§ Exercise inputs:
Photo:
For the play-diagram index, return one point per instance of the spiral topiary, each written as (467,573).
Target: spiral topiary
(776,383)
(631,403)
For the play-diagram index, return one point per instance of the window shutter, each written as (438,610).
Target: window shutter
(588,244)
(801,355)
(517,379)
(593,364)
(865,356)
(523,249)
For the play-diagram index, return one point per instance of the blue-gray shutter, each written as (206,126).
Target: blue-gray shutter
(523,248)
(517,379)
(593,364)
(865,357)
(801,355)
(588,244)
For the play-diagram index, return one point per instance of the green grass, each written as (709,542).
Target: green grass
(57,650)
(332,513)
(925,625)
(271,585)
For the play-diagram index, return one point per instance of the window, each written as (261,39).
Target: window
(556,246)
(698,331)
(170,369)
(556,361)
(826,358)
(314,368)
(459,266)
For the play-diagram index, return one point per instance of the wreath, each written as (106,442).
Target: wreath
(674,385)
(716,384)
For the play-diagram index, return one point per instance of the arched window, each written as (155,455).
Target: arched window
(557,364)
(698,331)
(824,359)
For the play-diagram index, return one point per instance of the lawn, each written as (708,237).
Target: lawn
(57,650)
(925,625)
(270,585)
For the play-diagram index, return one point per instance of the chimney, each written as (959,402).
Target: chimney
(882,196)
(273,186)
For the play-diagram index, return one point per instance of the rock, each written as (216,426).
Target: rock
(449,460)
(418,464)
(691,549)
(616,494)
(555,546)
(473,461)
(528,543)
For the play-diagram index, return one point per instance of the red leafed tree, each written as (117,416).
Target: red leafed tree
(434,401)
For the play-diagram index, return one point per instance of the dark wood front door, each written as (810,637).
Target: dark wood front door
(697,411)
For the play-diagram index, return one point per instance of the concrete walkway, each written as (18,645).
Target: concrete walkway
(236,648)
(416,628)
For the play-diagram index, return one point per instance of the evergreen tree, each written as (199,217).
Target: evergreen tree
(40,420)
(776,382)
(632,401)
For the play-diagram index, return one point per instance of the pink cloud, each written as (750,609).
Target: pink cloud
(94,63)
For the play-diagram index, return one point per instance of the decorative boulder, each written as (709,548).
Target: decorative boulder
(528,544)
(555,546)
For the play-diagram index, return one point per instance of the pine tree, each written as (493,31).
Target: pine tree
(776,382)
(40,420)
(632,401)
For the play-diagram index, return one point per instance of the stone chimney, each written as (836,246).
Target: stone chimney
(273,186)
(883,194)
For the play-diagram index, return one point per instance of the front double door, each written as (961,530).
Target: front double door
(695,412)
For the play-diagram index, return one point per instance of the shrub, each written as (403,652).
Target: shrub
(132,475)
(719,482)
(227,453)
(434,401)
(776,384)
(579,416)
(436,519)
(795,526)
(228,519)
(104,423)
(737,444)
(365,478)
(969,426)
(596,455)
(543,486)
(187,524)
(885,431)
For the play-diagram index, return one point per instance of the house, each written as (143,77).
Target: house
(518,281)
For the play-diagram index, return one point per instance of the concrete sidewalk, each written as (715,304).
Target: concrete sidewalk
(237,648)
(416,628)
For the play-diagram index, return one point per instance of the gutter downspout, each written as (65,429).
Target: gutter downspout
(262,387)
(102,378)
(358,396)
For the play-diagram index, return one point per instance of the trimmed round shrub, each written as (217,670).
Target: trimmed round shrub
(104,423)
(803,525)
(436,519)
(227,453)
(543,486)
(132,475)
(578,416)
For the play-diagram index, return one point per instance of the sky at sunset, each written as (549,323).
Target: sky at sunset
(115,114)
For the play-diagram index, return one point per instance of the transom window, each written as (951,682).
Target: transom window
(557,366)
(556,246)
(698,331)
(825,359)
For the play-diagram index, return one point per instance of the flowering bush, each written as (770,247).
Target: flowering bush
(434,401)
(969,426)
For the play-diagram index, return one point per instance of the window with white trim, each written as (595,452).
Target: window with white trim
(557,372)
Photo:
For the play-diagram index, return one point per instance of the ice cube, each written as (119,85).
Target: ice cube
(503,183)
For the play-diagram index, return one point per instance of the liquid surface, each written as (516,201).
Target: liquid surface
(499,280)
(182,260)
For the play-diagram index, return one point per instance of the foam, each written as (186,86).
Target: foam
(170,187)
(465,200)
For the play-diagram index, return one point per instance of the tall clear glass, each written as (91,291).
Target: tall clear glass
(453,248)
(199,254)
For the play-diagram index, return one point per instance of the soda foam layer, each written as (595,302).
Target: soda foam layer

§ Aim of the exercise:
Copy all lines from the material that hold "soda".

§ Problem solution:
For the play-diagram index, return one point per instance of the soda foam layer, each written as (595,302).
Target: soda foam layer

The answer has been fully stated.